* [Work request] Nothing beyond the line containing "instances of scattered" is to be printed; print exactly each line from the start of the records below through that line, leaving out pictures.

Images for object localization
Segment Open

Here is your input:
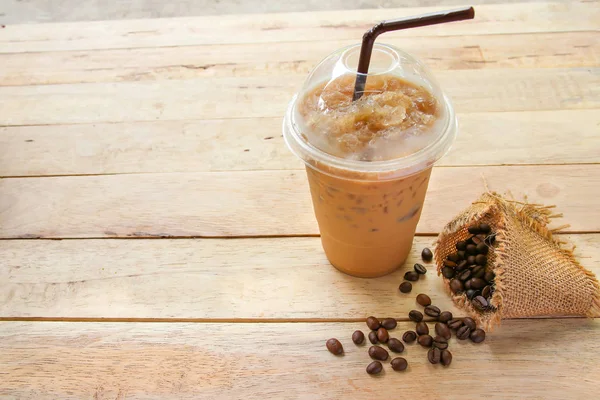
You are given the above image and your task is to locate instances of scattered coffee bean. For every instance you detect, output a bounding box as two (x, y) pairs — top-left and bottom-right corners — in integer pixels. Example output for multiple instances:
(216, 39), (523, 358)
(404, 271), (420, 282)
(415, 321), (429, 336)
(402, 330), (417, 343)
(448, 318), (464, 330)
(442, 266), (455, 279)
(456, 241), (467, 251)
(476, 242), (489, 254)
(417, 294), (432, 307)
(464, 279), (472, 290)
(441, 349), (453, 366)
(439, 311), (453, 323)
(435, 323), (451, 340)
(456, 325), (471, 340)
(456, 260), (468, 271)
(466, 255), (477, 265)
(457, 251), (467, 261)
(450, 279), (464, 293)
(387, 338), (405, 353)
(470, 328), (486, 343)
(366, 316), (380, 331)
(399, 281), (413, 293)
(368, 331), (378, 344)
(466, 244), (478, 255)
(424, 305), (441, 318)
(458, 269), (471, 282)
(482, 285), (492, 298)
(326, 338), (344, 355)
(468, 225), (481, 234)
(484, 270), (496, 283)
(443, 259), (457, 268)
(428, 347), (442, 364)
(433, 335), (448, 350)
(471, 265), (485, 279)
(366, 360), (383, 375)
(414, 263), (427, 275)
(466, 289), (478, 300)
(447, 253), (461, 263)
(462, 317), (476, 331)
(377, 328), (389, 343)
(391, 357), (408, 372)
(472, 295), (489, 311)
(352, 330), (365, 345)
(475, 254), (487, 266)
(479, 223), (491, 234)
(381, 318), (397, 330)
(417, 334), (433, 347)
(409, 310), (423, 322)
(368, 345), (389, 361)
(421, 248), (433, 262)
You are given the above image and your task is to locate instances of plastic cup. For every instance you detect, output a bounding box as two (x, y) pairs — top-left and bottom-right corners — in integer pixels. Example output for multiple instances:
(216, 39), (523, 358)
(283, 43), (457, 278)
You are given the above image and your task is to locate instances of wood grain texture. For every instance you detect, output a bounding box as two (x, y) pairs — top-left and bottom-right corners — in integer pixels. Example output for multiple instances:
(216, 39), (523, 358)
(1, 234), (598, 319)
(1, 1), (597, 53)
(1, 110), (599, 176)
(0, 165), (598, 239)
(1, 68), (598, 126)
(1, 31), (598, 86)
(1, 320), (599, 399)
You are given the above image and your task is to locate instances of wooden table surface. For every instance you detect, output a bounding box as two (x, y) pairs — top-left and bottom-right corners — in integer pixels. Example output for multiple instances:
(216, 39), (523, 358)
(1, 1), (599, 398)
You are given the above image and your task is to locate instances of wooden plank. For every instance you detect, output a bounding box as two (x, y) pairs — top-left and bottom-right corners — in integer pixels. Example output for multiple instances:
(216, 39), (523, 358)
(0, 2), (597, 53)
(1, 110), (598, 176)
(1, 320), (599, 399)
(1, 234), (597, 319)
(1, 31), (598, 86)
(0, 165), (598, 239)
(0, 68), (598, 126)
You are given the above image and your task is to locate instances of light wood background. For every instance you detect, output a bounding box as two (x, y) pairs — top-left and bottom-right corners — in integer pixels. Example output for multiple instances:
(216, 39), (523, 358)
(1, 1), (599, 399)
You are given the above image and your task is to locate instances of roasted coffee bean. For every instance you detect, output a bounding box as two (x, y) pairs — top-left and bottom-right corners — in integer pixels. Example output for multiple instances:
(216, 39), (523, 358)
(466, 255), (477, 265)
(472, 295), (489, 311)
(457, 251), (467, 260)
(439, 311), (453, 323)
(456, 240), (467, 251)
(456, 325), (471, 340)
(475, 254), (487, 266)
(448, 318), (464, 330)
(484, 270), (496, 283)
(368, 345), (389, 361)
(391, 357), (408, 372)
(424, 305), (441, 318)
(471, 265), (485, 279)
(464, 279), (472, 290)
(468, 225), (481, 234)
(416, 294), (432, 307)
(466, 289), (478, 300)
(409, 310), (424, 322)
(381, 318), (397, 330)
(443, 260), (457, 268)
(368, 331), (378, 344)
(377, 328), (389, 343)
(428, 347), (442, 364)
(442, 266), (455, 279)
(458, 269), (471, 282)
(466, 244), (478, 255)
(433, 335), (448, 350)
(387, 338), (405, 353)
(482, 285), (492, 299)
(462, 317), (476, 331)
(476, 242), (489, 254)
(479, 223), (491, 234)
(450, 279), (464, 293)
(399, 281), (413, 293)
(441, 349), (453, 366)
(366, 360), (383, 375)
(326, 338), (344, 355)
(352, 330), (365, 345)
(417, 334), (433, 347)
(470, 328), (486, 343)
(414, 263), (427, 275)
(456, 260), (468, 271)
(435, 323), (451, 340)
(402, 330), (417, 343)
(485, 232), (496, 245)
(421, 247), (433, 262)
(404, 271), (420, 282)
(366, 316), (380, 331)
(447, 253), (460, 263)
(469, 278), (487, 290)
(415, 321), (429, 336)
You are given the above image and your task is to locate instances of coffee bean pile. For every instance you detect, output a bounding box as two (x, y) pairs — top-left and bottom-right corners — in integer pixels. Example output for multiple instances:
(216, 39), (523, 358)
(442, 223), (497, 312)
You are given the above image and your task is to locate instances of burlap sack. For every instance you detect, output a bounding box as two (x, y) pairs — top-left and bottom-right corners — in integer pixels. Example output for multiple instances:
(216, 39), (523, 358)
(435, 192), (600, 331)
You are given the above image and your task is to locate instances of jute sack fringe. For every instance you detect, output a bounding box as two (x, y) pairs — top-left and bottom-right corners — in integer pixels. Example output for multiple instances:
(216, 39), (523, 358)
(435, 192), (600, 331)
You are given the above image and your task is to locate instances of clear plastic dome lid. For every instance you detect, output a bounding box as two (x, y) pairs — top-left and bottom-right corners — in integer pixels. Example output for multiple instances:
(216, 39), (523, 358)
(283, 43), (457, 180)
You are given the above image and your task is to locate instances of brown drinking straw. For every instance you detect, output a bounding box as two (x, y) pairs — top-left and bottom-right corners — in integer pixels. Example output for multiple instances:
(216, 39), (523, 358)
(352, 7), (475, 101)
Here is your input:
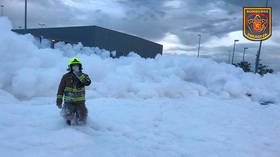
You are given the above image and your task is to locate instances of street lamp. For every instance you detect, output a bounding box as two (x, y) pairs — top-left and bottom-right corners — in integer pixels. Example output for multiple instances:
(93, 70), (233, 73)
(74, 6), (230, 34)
(255, 0), (269, 73)
(242, 47), (248, 62)
(231, 39), (239, 64)
(197, 34), (201, 57)
(25, 0), (27, 30)
(0, 5), (4, 16)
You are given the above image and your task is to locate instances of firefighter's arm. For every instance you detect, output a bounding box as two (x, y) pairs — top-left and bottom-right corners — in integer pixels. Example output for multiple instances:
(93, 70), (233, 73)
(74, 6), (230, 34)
(77, 73), (91, 86)
(56, 75), (66, 108)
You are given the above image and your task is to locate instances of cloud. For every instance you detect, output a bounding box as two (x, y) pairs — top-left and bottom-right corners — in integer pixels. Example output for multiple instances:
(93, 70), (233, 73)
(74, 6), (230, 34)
(2, 0), (280, 71)
(4, 0), (279, 41)
(159, 32), (196, 55)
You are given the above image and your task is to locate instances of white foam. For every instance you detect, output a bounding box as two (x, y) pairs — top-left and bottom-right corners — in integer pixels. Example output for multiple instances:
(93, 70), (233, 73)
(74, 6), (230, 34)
(0, 17), (279, 104)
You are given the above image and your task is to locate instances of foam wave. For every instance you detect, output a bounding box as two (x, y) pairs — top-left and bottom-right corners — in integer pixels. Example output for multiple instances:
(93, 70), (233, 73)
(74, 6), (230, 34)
(0, 17), (279, 104)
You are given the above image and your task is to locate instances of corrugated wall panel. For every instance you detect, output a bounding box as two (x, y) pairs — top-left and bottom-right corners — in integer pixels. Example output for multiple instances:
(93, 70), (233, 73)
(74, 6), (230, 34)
(12, 26), (162, 58)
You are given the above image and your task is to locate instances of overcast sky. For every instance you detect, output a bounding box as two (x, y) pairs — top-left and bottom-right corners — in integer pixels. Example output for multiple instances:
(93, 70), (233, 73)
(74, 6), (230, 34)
(1, 0), (280, 71)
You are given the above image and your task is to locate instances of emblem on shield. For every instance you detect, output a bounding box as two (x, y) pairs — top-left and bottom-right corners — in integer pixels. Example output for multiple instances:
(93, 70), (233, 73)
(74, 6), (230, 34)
(243, 8), (272, 41)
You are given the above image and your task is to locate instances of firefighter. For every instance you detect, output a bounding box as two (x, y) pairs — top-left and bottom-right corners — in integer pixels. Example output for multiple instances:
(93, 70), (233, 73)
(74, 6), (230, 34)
(56, 57), (91, 125)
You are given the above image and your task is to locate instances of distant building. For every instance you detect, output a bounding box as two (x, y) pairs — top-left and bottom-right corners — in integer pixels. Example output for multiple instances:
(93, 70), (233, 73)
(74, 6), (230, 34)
(12, 26), (163, 58)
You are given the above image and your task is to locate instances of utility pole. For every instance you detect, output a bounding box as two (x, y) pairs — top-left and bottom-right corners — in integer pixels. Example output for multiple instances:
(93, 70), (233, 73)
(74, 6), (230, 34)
(243, 48), (248, 62)
(197, 34), (201, 57)
(231, 40), (239, 64)
(255, 0), (269, 73)
(24, 0), (27, 30)
(0, 5), (4, 16)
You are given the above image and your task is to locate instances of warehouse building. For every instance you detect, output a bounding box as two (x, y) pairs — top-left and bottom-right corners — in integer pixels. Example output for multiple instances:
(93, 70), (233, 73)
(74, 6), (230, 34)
(12, 26), (163, 58)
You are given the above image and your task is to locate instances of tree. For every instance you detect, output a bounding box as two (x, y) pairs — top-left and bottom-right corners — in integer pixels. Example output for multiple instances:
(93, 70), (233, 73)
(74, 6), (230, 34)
(257, 64), (274, 76)
(236, 61), (252, 72)
(234, 61), (274, 75)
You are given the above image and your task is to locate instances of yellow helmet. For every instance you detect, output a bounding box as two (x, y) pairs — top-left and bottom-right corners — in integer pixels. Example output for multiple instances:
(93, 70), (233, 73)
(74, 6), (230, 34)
(68, 57), (83, 71)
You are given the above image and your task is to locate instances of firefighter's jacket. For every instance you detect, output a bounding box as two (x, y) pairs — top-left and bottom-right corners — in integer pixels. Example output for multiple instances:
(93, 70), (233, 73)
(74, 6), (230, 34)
(57, 72), (91, 105)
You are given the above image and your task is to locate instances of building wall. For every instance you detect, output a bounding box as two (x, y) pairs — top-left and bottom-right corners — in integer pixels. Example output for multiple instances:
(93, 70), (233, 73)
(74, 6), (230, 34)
(92, 26), (162, 58)
(12, 26), (163, 58)
(13, 26), (95, 46)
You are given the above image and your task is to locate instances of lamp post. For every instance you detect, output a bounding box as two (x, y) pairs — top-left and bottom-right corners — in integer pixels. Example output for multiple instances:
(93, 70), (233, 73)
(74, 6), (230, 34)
(243, 47), (248, 62)
(255, 0), (269, 73)
(231, 40), (239, 64)
(0, 5), (4, 16)
(24, 0), (27, 30)
(197, 34), (201, 57)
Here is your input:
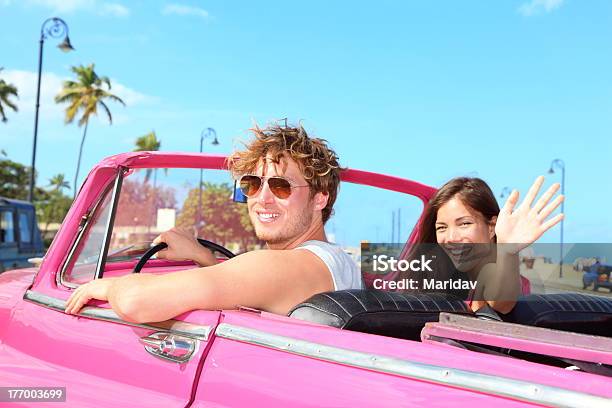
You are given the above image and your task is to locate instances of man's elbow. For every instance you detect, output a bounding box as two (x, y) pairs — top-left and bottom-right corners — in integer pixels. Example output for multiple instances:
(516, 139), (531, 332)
(110, 287), (155, 323)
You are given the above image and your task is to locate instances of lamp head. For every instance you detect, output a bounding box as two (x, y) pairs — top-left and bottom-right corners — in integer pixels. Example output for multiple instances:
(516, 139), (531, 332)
(211, 137), (219, 145)
(58, 35), (74, 52)
(548, 167), (554, 174)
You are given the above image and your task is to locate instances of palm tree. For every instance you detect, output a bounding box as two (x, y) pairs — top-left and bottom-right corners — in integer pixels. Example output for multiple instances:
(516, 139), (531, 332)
(55, 63), (125, 198)
(133, 130), (163, 233)
(48, 173), (70, 192)
(43, 173), (71, 236)
(133, 130), (161, 183)
(0, 67), (18, 123)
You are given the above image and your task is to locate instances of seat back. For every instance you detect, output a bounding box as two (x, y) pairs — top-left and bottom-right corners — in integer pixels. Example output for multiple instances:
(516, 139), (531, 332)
(288, 289), (471, 340)
(503, 293), (612, 337)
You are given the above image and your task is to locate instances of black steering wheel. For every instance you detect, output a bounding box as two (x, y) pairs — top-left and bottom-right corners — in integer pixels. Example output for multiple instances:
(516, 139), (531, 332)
(133, 238), (236, 273)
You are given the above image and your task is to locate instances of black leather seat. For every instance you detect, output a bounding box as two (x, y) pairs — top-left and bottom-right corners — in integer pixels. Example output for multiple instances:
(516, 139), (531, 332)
(288, 289), (472, 340)
(289, 290), (612, 341)
(503, 293), (612, 337)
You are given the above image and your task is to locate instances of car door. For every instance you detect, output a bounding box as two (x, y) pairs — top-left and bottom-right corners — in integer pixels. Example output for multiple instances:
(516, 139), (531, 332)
(0, 178), (220, 407)
(1, 288), (220, 407)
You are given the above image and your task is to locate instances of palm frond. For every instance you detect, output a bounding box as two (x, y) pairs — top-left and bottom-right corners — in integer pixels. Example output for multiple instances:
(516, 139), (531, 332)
(98, 100), (113, 124)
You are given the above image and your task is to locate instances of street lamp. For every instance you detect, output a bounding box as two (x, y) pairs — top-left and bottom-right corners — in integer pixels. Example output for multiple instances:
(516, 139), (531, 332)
(198, 128), (219, 229)
(499, 187), (511, 200)
(29, 17), (74, 202)
(548, 159), (565, 278)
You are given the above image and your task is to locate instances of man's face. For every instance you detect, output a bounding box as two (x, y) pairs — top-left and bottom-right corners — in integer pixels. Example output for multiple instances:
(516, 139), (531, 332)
(246, 154), (325, 248)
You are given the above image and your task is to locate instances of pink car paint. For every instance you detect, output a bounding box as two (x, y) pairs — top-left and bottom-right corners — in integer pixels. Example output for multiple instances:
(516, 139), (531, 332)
(0, 152), (610, 407)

Segment Closed

* [Answer to this exercise]
Here is your input:
You are given the above image and your task is to locate instances of scattered coffee bean. For every instance you detect, output a bounding box as two (x, y) pairs — top-left and bottom-right corners — in integer pixels. Example output for multiple instances:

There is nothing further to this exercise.